Input data:
■ ■ ■
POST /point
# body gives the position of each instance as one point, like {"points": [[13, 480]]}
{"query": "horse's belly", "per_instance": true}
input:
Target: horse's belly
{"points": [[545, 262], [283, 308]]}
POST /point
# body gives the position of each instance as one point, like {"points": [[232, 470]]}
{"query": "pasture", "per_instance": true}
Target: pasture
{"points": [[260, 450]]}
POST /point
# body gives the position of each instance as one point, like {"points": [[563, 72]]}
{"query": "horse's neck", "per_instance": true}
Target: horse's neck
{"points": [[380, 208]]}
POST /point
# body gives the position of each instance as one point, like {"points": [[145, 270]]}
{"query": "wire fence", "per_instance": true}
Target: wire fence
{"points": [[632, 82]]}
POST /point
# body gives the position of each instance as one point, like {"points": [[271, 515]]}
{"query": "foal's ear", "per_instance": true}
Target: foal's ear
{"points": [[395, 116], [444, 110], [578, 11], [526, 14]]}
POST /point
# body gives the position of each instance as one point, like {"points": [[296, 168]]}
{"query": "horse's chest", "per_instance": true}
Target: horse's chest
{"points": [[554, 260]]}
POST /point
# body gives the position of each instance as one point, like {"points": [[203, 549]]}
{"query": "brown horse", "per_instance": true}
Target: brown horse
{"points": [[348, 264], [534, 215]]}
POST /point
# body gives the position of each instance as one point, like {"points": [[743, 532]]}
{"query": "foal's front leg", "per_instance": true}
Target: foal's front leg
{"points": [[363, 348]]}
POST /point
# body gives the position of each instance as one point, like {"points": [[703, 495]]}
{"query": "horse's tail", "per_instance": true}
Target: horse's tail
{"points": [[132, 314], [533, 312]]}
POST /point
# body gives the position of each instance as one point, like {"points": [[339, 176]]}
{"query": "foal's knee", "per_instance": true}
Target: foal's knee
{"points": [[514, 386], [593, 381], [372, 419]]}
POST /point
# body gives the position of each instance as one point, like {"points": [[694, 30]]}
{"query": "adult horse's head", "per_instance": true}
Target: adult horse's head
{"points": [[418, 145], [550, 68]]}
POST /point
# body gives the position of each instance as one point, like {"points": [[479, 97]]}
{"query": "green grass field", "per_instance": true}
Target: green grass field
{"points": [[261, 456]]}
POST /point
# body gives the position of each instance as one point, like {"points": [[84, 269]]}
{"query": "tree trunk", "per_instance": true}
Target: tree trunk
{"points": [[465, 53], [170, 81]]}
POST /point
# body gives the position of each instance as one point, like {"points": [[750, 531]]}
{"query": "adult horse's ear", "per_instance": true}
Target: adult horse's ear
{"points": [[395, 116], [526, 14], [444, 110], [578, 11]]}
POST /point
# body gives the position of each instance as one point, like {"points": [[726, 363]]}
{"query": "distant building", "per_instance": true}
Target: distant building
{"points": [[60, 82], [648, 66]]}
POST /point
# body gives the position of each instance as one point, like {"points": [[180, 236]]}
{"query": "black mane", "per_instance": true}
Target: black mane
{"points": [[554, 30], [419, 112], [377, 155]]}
■ ■ ■
Work request:
Once you have read the material above, write all of it out again exactly.

Reply:
POST /point
# body gives the position of each instance as one point, like {"points": [[13, 480]]}
{"query": "horse's belly", "per_instance": true}
input:
Target: horse's belly
{"points": [[545, 262], [283, 308]]}
POST /point
# body gives the position of each instance as one point, like {"points": [[232, 470]]}
{"query": "pasture", "per_instance": true}
Target: pasture
{"points": [[260, 450]]}
POST /point
# body gives the position of each instance as one point, like {"points": [[563, 72]]}
{"query": "horse's neck", "per_instance": true}
Target: horse's neck
{"points": [[380, 208]]}
POST /point
# body gives the position of each instance as one point, like {"points": [[145, 270]]}
{"query": "wire fence", "per_instance": true}
Target: wire fence
{"points": [[632, 82]]}
POST /point
# body gives the position of each instance as one point, like {"points": [[271, 515]]}
{"query": "foal's ear", "per_instance": true}
Target: foal's ear
{"points": [[395, 116], [444, 110], [578, 11], [526, 14]]}
POST /point
# body gives the position of each instance as one point, like {"points": [[296, 168]]}
{"query": "horse's chest", "per_instance": true}
Target: horse's chest
{"points": [[554, 260]]}
POST /point
# body gives the position of each instance as one point, like {"points": [[203, 549]]}
{"query": "brown horse", "per_instance": true}
Target: brown horse
{"points": [[348, 264], [534, 215]]}
POST /point
# body gives the position of each instance as one point, like {"points": [[743, 532]]}
{"query": "foal's front leg", "per_instance": true}
Target: foal's front leg
{"points": [[363, 348]]}
POST /point
# body gives the position of each instance as one point, like {"points": [[703, 495]]}
{"query": "horse's tail", "per_instance": true}
Target: horse's tail
{"points": [[132, 314], [533, 312]]}
POST /point
# body gives the position of each instance as one point, like {"points": [[339, 176]]}
{"query": "foal's knee", "per_instance": true}
Target: foal's knee
{"points": [[514, 386], [593, 381], [372, 419]]}
POST /point
# body gives the position of each instance as one point, like {"points": [[694, 30]]}
{"query": "adult horse's head", "per_instance": true}
Target: adult horse's head
{"points": [[418, 145], [550, 68]]}
POST /point
# body gives the position of each instance as one point, like {"points": [[479, 97]]}
{"query": "green grass field", "per_instance": true}
Target: green grass field
{"points": [[261, 456]]}
POST /point
# body gives the position of each instance as one point, like {"points": [[84, 269]]}
{"query": "tree trunk", "per_instance": true}
Target: tree trunk
{"points": [[465, 53], [170, 81]]}
POST /point
# body gives the position of each instance as one point, like {"points": [[750, 531]]}
{"query": "adult horse's ear", "per_instance": true}
Target: adult horse's ear
{"points": [[395, 116], [526, 14], [444, 110], [578, 11]]}
POST /point
# body gives the position of each instance as one point, like {"points": [[726, 363]]}
{"query": "distant building", "per_instance": true}
Target: distant building
{"points": [[60, 82], [648, 66]]}
POST /point
# body gives the position of each instance as one point, like {"points": [[180, 236]]}
{"query": "black mane", "per_instance": true}
Target: black mane
{"points": [[554, 30], [419, 112], [377, 155]]}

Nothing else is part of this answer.